- Aufgabe 1
Gib aus dem Auszug über «Beau Is Afraid» die Stelle von „Eigentlich ist Angst“ bis „das Horrorfilme bauen.“ wortgetreu wieder.
- Aufgabe 2
Prüfe anhand des Auszugs über «Beau Is Afraid», ob die folgenden Aussagen zutreffen. Antworte jeweils mit Ja oder Nein und zitiere die entscheidenden Worte wörtlich.
(a) Der Film dauert drei Stunden.
(b) Ari Aster hat «Hereditary» gemacht.
(c) Der Film will nur fesselnd sein, aber nicht lustig.
- Aufgabe 3
Führe den Auszug über «Beau Is Afraid» nach seinem letzten Satz weiter.

Eigentlich ist Angst etwas Fürchterliches. Doch um Filme anzutreiben, eignet sie sich – als besonders subtile Form von Gewalt – ausgezeichnet. Für das Publikum im sicheren Kinosessel gilt: Man braucht sich vor nichts zu fürchten. Man darf. Angstlust nennt sich dieses psychologische Phänomen, auf das Horrorfilme bauen.
Dieser Marathon geht an die Substanz
Nach Genre-Hits wie «Hereditary» und «Midsommar» deutet Regisseur Ari Aster nun mit «Beau Is Afraid» an, wie man die Lust an der Angst ausdehnen könnte. Sein bisher ambitioniertestes Werk will nicht nur fürchterlich fesselnd sein, sondern auch furchtbar lustig. Und das nicht nur während 90 Minuten, sondern satte drei Stunden lang.

- Einträge

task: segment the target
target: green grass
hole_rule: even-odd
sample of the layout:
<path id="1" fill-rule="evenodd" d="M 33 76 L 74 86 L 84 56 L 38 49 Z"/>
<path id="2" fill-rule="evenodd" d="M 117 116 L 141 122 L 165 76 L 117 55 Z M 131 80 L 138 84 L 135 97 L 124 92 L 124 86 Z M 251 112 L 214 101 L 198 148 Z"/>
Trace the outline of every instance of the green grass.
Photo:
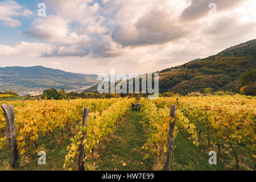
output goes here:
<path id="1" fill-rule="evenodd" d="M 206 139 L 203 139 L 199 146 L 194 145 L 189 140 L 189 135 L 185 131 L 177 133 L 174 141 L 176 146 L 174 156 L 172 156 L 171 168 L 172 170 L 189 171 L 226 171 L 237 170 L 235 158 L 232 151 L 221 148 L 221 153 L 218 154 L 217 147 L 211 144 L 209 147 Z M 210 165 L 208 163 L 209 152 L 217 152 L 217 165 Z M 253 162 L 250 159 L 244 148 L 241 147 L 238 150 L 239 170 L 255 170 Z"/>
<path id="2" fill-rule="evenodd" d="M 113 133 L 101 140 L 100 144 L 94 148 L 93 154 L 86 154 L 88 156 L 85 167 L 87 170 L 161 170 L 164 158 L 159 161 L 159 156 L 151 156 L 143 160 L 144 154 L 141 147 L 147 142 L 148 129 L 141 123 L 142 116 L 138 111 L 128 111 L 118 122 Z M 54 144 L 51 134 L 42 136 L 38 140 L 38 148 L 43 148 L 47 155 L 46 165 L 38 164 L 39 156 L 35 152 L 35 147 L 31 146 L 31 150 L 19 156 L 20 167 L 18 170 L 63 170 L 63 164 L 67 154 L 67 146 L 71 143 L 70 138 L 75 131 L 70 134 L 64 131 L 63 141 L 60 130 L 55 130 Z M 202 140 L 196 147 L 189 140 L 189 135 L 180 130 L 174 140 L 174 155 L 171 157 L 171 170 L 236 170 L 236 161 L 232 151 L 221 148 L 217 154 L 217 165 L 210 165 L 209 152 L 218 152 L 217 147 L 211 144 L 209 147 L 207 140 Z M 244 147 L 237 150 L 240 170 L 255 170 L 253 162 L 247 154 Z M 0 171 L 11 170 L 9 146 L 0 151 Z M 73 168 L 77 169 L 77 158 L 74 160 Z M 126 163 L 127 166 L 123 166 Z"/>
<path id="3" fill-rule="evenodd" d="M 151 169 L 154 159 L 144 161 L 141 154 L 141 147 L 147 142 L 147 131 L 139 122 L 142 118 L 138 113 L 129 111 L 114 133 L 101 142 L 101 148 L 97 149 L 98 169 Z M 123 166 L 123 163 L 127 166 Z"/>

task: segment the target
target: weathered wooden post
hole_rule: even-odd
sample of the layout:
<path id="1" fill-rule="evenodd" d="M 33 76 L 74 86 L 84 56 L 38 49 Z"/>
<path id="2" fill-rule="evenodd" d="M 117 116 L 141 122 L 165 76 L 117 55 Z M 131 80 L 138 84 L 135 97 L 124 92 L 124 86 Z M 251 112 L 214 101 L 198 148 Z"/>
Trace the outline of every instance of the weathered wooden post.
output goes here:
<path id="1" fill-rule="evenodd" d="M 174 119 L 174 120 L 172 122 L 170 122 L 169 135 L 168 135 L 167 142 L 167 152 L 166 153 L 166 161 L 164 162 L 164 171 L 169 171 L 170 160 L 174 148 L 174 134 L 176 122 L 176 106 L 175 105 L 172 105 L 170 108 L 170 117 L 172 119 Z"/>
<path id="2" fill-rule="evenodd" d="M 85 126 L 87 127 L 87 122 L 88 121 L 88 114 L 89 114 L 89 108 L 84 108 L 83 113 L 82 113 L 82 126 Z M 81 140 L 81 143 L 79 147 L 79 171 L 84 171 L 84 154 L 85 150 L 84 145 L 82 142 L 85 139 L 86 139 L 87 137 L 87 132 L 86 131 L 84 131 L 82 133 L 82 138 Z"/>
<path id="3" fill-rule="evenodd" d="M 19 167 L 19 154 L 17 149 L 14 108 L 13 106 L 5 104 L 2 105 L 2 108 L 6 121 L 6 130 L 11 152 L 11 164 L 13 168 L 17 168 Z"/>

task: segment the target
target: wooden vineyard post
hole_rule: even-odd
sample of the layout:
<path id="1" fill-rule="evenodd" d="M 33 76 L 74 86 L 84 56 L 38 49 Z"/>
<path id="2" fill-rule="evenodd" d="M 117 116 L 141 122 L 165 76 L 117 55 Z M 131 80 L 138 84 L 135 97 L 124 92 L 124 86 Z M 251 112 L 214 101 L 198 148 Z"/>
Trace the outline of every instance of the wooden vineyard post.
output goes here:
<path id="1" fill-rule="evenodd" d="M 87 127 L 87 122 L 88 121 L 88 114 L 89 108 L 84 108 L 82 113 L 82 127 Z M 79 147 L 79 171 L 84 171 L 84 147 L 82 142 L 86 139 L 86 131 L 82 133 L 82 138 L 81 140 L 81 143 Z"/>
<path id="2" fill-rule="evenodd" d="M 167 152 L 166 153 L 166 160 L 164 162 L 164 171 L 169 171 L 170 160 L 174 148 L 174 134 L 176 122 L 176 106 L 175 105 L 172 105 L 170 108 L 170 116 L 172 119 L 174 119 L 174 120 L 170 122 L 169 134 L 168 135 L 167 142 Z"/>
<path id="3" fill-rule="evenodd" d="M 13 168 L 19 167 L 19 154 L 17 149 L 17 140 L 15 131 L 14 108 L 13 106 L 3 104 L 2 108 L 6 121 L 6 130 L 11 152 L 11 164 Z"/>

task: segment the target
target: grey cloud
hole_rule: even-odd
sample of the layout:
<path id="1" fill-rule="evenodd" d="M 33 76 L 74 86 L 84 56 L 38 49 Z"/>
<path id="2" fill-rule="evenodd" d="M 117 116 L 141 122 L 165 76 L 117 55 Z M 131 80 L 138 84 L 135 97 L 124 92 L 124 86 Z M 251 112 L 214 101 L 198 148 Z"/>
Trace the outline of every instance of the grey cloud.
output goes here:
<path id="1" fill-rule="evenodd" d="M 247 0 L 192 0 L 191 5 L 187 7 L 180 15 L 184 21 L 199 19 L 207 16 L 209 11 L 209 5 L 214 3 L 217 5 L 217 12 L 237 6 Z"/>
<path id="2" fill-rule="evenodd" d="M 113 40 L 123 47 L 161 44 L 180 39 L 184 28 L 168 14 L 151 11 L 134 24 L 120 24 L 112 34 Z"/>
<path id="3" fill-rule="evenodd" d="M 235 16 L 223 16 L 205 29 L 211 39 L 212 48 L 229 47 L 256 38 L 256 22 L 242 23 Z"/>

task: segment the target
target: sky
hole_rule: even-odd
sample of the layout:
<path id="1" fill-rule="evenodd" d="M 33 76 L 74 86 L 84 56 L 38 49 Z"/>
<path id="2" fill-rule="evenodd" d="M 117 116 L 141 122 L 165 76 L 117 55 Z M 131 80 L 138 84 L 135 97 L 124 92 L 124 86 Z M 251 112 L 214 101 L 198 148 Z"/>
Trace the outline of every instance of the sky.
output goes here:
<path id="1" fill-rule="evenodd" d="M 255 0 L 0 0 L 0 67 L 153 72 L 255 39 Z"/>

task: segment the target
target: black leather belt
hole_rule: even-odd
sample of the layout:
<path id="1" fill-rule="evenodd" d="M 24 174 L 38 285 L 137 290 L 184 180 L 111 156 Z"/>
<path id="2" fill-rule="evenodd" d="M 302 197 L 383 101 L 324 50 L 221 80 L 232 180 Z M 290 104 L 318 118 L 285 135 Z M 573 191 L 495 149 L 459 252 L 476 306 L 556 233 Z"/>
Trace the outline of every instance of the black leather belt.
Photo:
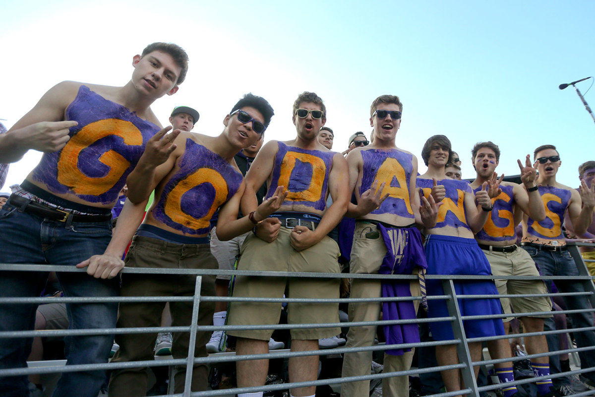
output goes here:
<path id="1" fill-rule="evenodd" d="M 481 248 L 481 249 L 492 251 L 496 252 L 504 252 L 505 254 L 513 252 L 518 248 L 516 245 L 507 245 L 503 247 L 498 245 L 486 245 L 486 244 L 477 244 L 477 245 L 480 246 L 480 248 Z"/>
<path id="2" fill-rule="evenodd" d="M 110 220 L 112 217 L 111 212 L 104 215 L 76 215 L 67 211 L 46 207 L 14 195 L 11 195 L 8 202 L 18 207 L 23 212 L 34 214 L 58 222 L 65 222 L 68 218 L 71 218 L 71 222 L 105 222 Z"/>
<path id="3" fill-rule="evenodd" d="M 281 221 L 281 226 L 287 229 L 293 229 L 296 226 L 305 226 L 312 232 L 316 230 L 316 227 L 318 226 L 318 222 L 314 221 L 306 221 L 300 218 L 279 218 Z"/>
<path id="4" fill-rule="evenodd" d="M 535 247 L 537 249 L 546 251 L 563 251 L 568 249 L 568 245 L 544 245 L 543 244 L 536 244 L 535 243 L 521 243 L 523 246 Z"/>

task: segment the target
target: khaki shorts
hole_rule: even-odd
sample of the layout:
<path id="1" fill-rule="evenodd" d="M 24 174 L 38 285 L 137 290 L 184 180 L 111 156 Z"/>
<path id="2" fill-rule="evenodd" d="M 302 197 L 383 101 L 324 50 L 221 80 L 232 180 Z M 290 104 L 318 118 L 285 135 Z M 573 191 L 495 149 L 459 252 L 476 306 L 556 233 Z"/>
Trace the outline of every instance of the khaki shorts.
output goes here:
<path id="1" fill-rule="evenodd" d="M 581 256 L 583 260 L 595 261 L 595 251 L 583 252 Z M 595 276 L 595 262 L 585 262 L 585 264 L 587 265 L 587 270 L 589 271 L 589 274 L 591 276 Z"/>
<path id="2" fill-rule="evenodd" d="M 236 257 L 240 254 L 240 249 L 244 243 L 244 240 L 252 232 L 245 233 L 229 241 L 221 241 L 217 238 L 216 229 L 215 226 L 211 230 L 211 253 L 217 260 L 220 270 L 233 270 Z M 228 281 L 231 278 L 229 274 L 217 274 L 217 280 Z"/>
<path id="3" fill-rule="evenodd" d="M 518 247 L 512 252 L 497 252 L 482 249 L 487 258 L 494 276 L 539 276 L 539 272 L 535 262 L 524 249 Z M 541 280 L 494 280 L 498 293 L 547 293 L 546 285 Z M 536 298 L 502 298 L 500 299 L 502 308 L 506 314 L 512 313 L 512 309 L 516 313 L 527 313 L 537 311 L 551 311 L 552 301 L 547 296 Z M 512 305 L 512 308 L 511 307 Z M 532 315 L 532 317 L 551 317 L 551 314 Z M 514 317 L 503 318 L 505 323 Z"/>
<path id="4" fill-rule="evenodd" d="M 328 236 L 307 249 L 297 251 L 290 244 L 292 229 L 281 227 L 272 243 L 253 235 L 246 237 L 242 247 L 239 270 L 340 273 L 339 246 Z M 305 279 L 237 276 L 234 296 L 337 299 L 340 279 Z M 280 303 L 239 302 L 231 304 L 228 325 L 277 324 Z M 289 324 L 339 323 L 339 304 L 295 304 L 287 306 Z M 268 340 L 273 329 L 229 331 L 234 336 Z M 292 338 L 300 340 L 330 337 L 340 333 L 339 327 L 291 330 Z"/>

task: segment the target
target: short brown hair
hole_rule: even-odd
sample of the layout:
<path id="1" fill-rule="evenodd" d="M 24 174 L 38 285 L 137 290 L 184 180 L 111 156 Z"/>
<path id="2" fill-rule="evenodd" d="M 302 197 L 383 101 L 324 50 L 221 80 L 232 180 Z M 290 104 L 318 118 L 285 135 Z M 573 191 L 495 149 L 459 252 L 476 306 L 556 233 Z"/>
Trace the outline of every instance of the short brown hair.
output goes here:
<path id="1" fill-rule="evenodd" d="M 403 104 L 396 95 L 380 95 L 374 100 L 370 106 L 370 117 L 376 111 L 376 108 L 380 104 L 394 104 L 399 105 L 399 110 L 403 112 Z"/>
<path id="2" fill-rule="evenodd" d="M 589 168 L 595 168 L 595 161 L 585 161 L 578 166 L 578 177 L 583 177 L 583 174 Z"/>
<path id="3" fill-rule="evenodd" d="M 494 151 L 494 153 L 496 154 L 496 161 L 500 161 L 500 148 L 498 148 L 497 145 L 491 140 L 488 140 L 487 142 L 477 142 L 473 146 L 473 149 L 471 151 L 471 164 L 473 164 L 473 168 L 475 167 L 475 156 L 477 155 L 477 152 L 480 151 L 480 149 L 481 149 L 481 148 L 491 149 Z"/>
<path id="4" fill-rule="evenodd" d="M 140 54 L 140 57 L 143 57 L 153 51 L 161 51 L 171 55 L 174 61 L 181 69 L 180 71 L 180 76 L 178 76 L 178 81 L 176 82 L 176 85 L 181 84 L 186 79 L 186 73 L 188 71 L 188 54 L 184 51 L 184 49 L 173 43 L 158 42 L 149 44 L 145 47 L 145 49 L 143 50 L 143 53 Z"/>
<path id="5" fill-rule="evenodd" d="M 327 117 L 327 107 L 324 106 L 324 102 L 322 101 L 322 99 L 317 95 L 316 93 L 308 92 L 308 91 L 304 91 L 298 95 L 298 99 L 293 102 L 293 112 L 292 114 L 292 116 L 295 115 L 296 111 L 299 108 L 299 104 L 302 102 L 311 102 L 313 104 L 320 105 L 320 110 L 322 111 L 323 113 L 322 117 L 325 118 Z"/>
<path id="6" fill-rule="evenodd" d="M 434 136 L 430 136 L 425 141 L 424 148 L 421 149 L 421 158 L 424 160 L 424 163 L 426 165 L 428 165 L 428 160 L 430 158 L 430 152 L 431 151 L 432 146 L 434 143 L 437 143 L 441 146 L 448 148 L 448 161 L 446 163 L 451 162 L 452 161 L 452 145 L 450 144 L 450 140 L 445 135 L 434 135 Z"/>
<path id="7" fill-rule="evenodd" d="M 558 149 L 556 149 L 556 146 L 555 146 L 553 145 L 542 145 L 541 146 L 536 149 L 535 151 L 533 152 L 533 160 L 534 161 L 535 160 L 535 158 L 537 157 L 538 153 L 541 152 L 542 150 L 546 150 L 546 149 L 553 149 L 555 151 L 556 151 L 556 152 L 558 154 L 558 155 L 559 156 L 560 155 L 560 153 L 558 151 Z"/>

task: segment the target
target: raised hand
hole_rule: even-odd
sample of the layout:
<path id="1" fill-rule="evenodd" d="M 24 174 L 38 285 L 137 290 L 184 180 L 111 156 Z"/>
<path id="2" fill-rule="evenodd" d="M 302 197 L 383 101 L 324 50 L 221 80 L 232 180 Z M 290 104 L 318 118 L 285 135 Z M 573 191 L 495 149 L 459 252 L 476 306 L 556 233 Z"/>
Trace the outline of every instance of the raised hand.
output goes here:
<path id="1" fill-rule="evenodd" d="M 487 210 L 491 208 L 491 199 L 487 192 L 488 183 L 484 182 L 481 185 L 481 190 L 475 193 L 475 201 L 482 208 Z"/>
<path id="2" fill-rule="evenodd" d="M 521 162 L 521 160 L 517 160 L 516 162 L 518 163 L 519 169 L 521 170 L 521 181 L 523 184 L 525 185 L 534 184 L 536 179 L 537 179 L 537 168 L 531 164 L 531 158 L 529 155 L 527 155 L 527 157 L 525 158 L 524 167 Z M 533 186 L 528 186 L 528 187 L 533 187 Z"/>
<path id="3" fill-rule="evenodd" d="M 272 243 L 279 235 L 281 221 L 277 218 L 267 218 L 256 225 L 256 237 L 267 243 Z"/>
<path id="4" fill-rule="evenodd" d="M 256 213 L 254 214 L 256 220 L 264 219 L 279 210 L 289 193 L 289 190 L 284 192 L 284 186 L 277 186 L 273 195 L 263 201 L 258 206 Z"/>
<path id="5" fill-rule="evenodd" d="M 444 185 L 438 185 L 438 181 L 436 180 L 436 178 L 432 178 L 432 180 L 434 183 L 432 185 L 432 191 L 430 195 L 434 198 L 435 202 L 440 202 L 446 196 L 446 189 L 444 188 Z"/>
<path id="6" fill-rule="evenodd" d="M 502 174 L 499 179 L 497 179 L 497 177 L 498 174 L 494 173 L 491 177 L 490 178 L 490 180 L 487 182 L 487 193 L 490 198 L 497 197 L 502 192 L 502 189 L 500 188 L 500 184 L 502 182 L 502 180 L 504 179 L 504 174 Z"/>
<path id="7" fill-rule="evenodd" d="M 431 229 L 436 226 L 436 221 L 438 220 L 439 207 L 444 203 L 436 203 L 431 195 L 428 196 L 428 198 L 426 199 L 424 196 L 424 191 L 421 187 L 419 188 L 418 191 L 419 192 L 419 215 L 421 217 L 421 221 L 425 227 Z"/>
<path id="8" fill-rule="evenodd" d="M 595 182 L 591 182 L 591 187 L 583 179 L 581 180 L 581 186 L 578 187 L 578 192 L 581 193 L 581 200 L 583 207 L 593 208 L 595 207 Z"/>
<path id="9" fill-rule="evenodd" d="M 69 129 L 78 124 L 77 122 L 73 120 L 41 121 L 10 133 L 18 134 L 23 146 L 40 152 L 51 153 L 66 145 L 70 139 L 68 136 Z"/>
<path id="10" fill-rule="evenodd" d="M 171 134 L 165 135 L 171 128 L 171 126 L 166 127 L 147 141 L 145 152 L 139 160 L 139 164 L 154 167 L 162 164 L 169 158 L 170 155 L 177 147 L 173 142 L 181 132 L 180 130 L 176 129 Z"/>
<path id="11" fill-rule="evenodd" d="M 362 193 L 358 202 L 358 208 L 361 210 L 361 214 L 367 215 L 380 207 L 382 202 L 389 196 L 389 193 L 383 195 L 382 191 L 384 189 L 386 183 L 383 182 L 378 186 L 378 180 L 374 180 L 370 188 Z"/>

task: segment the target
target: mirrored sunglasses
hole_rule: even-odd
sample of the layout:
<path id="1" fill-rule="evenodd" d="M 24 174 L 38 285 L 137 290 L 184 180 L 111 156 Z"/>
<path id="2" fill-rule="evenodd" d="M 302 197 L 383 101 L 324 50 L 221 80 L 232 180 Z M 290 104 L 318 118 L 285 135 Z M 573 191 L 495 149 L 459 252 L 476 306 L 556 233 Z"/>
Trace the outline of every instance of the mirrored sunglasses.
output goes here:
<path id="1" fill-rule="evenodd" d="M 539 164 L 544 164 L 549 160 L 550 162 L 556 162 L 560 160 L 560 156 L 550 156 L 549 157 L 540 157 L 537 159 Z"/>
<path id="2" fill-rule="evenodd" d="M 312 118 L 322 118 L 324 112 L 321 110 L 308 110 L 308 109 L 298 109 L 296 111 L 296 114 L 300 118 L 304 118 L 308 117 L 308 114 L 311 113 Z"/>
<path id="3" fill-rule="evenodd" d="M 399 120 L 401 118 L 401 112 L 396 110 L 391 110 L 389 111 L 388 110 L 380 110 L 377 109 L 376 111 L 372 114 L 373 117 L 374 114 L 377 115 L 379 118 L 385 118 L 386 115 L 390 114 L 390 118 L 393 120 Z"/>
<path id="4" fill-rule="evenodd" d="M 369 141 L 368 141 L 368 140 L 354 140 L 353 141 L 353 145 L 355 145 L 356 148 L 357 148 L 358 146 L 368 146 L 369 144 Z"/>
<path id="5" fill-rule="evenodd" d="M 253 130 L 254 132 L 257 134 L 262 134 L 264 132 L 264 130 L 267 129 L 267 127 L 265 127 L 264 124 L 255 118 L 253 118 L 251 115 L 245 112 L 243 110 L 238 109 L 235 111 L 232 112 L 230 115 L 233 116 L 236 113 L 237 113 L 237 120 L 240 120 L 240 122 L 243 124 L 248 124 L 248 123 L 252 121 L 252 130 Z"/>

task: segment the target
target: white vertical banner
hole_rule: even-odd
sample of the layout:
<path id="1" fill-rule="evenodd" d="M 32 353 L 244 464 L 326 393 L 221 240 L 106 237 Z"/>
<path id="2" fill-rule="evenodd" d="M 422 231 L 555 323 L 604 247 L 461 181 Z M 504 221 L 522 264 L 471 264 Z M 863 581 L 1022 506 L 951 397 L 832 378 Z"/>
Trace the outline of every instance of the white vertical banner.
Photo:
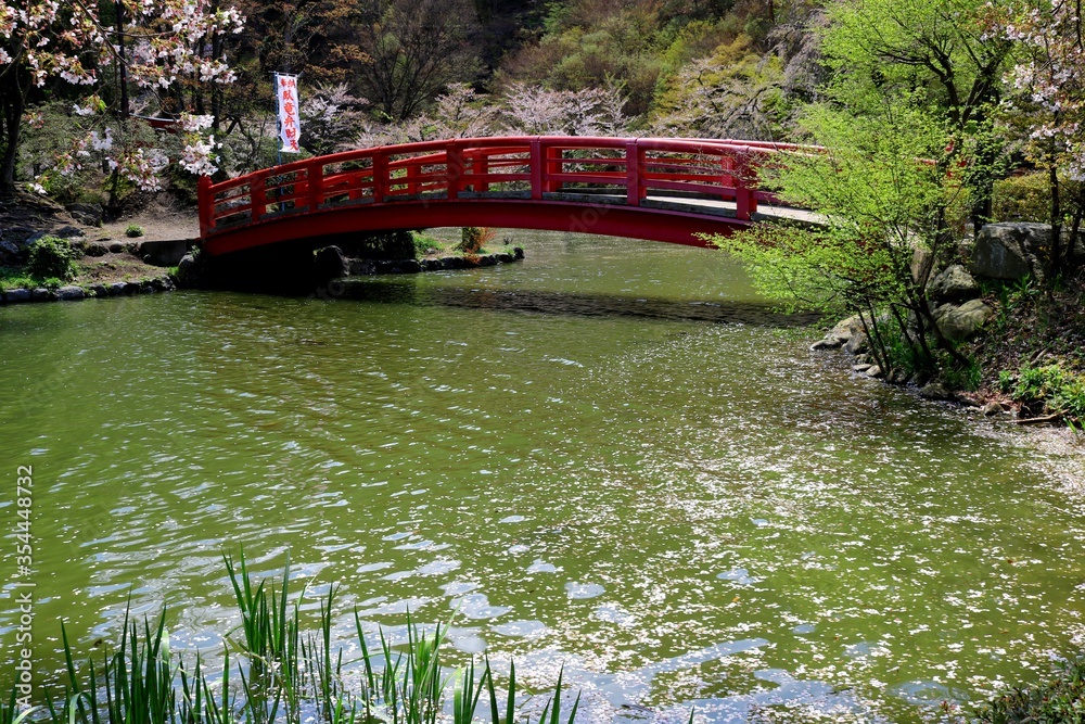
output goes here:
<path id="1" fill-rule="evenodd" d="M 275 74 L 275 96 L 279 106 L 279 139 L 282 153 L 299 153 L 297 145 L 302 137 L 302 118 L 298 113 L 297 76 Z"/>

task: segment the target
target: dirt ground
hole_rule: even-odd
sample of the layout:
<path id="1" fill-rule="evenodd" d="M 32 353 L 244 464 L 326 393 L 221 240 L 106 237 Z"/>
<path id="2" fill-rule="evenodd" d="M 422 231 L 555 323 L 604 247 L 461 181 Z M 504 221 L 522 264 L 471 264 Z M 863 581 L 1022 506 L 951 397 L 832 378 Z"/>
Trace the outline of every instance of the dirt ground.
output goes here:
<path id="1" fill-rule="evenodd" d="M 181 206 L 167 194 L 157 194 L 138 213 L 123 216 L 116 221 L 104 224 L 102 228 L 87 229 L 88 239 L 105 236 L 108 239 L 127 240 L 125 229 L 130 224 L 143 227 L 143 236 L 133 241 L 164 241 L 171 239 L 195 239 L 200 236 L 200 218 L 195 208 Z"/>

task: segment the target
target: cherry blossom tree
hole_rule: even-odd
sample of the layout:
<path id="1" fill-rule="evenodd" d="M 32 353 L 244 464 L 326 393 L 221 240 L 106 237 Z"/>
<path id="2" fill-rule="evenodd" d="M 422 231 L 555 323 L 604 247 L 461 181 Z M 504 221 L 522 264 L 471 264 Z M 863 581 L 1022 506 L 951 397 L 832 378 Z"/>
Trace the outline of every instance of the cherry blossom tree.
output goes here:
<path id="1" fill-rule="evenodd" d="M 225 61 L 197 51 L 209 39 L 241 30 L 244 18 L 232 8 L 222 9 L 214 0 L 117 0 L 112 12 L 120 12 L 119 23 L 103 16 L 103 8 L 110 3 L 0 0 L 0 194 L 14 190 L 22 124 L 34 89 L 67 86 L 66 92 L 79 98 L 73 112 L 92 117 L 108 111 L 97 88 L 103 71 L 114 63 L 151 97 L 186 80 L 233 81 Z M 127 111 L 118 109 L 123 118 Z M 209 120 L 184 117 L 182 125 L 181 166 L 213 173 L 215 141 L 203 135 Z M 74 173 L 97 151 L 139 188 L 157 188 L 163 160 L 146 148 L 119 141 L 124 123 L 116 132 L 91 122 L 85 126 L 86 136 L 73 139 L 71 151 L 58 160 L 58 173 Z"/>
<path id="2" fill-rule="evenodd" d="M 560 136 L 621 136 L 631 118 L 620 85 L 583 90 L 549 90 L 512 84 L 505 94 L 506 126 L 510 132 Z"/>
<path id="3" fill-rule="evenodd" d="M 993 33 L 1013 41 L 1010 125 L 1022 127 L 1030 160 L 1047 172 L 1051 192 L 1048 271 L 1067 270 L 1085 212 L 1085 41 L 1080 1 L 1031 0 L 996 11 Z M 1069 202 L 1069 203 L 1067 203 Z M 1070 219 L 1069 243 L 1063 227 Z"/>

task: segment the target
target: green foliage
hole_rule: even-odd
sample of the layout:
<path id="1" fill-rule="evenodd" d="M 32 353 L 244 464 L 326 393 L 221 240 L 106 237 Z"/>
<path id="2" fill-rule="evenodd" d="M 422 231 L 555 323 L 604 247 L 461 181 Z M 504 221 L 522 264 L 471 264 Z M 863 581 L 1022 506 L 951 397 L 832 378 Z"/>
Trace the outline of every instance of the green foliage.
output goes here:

- Antwort 1
Eigentlich ist Angst etwas Fürchterliches. Doch um Filme anzutreiben, eignet sie sich – als besonders subtile Form von Gewalt – ausgezeichnet. Für das Publikum im sicheren Kinosessel gilt: Man braucht sich vor nichts zu fürchten. Man darf. Angstlust nennt sich dieses psychologische Phänomen, auf das Horrorfilme bauen.

- Antwort 2
(a) Ja: „sondern satte drei Stunden lang“
(b) Ja: „Nach Genre-Hits wie «Hereditary» und «Midsommar» deutet Regisseur Ari Aster nun mit «Beau Is Afraid» an“
(c) Nein: „will nicht nur fürchterlich fesselnd sein, sondern auch furchtbar lustig“

- Antwort 3
Diesen nervenaufreibenden Marathon durchzustehen, bringt einzigartige Glücksmomente mit sich, geht aber auch an die Substanz. Zumal man die Welt exakt so sieht, wie sie der angstgeplagte Filmheld Beau (Oscarpreisträger Joaquin Phoenix) erlebt: Als absurd anmutende Hölle, in der bedingungslose Liebe nur als Sehnsucht existiert.
Der Schöne und das Biest
Das Verlorensein in einer Welt, in der hinter jeder Ecke eine Bedrohung lauert, spiegelt die Inhaltsbeschreibung wider: Ein paranoider Mann mit dem schönen Namen Beau Wassermann bricht auf zu einer epischen Reise in den Schoss seiner unbarmherzigen Mutter.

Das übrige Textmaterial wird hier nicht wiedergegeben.